• PROBLEM DETAILS
Every line in the data below from the one containing "Target: man wading in floodwater" down to the one containing "of the water", both included, must be retyped exactly; no other line is to appear.

• SOURCE RECORDS
+---+

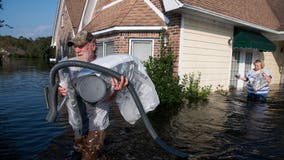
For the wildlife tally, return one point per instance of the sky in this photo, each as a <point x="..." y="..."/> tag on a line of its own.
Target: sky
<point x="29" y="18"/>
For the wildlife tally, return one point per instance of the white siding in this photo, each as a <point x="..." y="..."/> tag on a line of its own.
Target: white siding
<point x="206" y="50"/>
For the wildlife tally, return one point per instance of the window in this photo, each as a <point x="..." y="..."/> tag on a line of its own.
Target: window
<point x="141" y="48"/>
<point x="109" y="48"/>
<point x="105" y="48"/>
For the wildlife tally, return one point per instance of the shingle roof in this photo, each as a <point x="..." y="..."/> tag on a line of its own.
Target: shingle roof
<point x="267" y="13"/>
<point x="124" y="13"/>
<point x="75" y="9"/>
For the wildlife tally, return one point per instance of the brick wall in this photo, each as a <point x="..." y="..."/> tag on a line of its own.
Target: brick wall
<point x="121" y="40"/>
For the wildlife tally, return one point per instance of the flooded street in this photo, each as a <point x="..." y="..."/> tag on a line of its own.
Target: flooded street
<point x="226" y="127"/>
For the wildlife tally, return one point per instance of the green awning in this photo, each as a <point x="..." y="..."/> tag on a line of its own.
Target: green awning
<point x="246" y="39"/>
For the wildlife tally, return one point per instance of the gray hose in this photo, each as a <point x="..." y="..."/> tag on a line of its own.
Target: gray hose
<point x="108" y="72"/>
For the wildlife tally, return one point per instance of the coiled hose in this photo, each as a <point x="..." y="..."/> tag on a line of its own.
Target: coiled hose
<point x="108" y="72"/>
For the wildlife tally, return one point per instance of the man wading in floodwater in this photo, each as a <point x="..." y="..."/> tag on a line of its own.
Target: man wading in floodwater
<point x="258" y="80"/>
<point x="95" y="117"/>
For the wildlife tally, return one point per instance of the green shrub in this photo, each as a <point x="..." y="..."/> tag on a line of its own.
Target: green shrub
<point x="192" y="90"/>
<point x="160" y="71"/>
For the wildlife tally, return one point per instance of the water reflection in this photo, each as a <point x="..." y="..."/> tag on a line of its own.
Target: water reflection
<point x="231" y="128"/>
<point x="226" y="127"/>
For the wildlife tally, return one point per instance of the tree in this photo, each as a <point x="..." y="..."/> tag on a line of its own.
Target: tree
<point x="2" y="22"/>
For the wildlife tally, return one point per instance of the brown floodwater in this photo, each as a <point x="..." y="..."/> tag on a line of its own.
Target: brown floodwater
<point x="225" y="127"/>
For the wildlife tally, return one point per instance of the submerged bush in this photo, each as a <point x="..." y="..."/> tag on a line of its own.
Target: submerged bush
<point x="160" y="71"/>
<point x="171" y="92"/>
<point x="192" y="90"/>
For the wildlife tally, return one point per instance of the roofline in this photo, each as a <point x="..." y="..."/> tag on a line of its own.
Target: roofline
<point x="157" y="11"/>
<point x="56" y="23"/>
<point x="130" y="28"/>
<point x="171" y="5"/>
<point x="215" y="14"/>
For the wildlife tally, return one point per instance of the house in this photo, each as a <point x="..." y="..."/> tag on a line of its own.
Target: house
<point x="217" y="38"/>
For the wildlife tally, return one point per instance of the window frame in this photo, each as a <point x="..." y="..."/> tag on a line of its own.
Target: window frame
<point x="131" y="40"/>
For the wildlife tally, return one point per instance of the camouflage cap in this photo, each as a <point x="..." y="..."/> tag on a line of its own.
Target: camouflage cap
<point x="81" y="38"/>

+---+

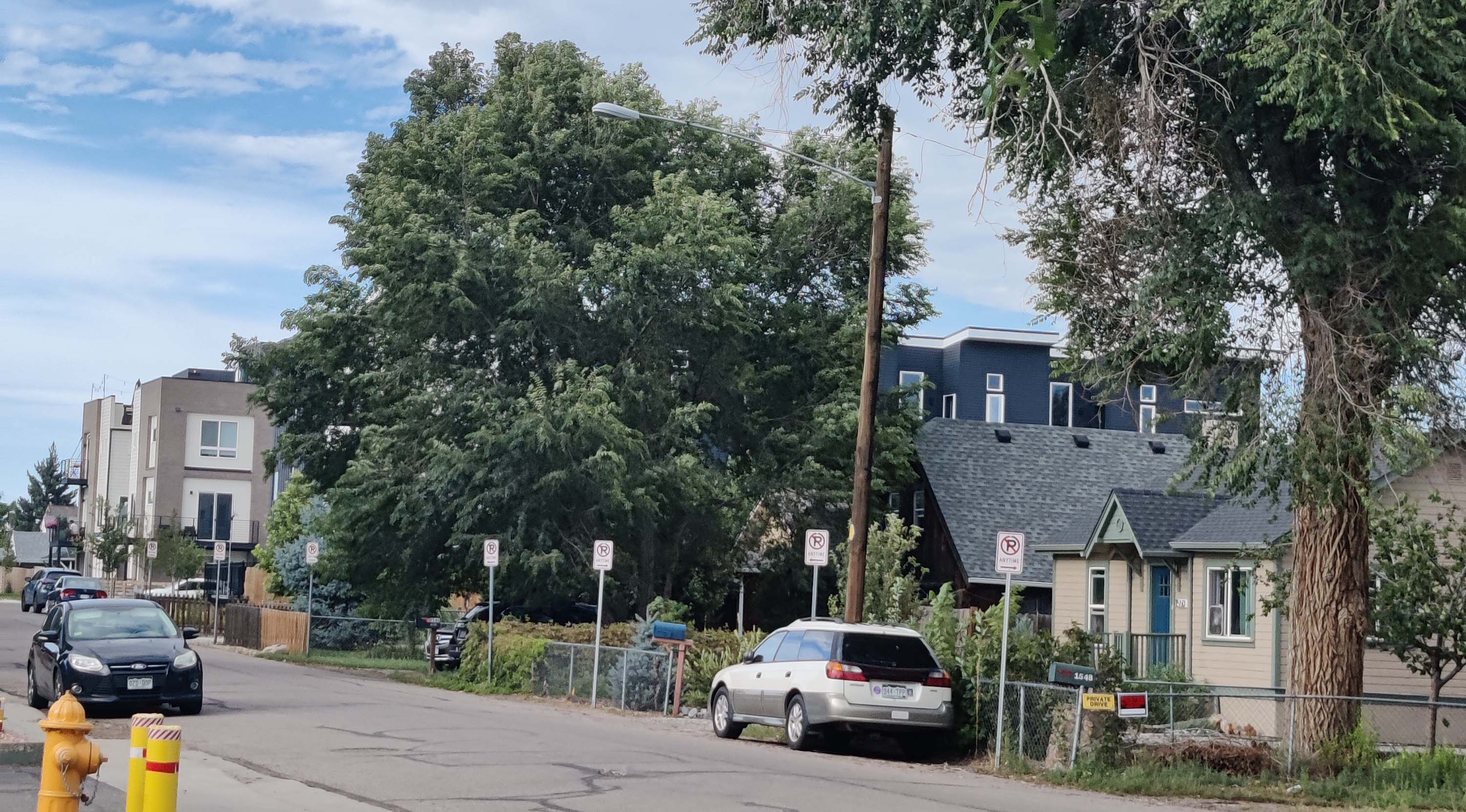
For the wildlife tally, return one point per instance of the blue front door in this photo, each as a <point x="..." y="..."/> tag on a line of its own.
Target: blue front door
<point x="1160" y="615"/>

+---+

• EXERCISE OUTPUT
Target: man wading in floodwater
<point x="258" y="80"/>
<point x="95" y="117"/>
For the wildlife tally, return one point per instance of the green shrub in this photo, each as a <point x="..." y="..."/> tag on a line of its own.
Target: green shrub
<point x="192" y="90"/>
<point x="160" y="71"/>
For the wildlife tally, return one point per instance of the water reflection in this photo, each as a <point x="..." y="..."/> tag on a line of its own.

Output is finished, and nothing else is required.